Task to complete:
Search the entries for the word "list". Copy each line in which it is found.

Supplied material:
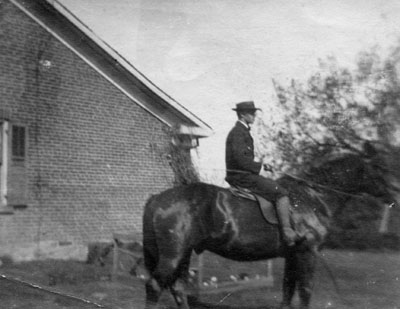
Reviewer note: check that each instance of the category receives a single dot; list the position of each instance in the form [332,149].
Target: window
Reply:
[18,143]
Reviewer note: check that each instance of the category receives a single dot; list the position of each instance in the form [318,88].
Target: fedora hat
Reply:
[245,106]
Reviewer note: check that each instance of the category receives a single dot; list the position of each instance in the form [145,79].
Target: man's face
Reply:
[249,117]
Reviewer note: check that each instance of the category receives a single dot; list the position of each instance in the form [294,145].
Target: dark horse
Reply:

...

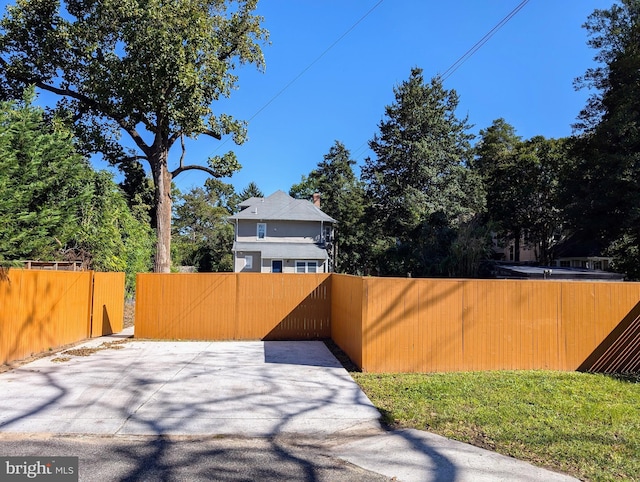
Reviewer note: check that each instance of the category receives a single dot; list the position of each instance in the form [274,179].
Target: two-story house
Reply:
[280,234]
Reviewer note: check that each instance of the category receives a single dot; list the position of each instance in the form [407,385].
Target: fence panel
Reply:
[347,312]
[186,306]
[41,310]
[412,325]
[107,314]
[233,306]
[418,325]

Solution to this problem:
Reviewer note: check that each instance of the category receives a single dot; list the position of each instance in the form [332,149].
Reviewer note: check that each instance of the category receives a single dot; list the position of each instance in the form [318,88].
Reviewer note: check that each instance of the category receives a single dot; list the position of each instance in the form [145,79].
Reviewer note: check that each instance of the category receives a single dot; list the position of each instance in the form [294,145].
Reviewer note: check that each instance of the category receives a single dot; list the position of each instance in the form [274,179].
Reviewer note: check that each instance of the category receives a single dot; list the position of each instance in the form [407,385].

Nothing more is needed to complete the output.